# Problem to work on
Return every line below that contains the word "What", copying each one in full.

^^^^^^^^^^^^^^^^

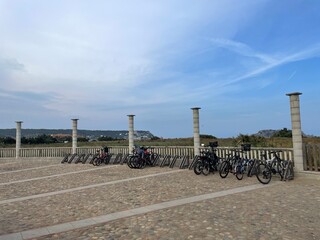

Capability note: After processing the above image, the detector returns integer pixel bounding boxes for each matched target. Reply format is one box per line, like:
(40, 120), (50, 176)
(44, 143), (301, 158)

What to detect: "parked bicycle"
(257, 150), (294, 184)
(91, 147), (112, 166)
(193, 142), (221, 176)
(127, 146), (159, 169)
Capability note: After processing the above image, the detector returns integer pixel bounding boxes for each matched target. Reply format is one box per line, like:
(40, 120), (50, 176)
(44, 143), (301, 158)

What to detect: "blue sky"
(0, 0), (320, 138)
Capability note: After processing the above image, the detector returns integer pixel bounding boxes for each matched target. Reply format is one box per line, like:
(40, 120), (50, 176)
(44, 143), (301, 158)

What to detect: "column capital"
(286, 92), (302, 96)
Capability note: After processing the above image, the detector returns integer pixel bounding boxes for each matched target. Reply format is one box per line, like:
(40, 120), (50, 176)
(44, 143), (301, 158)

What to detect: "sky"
(0, 0), (320, 138)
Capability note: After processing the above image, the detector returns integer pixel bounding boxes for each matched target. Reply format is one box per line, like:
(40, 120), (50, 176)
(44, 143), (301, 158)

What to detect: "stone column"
(191, 107), (201, 155)
(71, 118), (79, 154)
(286, 92), (304, 171)
(16, 121), (22, 158)
(127, 114), (135, 154)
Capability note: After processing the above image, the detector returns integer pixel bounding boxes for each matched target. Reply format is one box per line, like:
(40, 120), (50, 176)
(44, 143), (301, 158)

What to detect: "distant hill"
(254, 129), (280, 138)
(0, 128), (154, 139)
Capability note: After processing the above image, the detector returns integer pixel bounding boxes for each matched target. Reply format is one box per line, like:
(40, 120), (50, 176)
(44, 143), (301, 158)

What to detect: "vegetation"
(272, 128), (292, 138)
(0, 131), (320, 148)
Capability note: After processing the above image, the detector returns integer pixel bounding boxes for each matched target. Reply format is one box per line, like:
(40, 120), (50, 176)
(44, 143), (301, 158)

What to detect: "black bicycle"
(256, 150), (294, 184)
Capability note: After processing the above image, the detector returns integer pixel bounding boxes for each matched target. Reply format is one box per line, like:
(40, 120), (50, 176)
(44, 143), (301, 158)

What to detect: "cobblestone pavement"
(0, 159), (320, 240)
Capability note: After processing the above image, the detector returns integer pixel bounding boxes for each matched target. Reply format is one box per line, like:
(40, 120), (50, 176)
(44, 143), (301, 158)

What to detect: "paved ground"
(0, 159), (320, 240)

^^^^^^^^^^^^^^^^

# Solution to this problem
What to detect: "parked bicycle"
What to detect: "blue sky"
What to detect: "column capital"
What to detect: "sky"
What to detect: "stone column"
What to detect: "distant hill"
What to detect: "vegetation"
What to detect: "black bicycle"
What to detect: "cobblestone pavement"
What to detect: "paved ground"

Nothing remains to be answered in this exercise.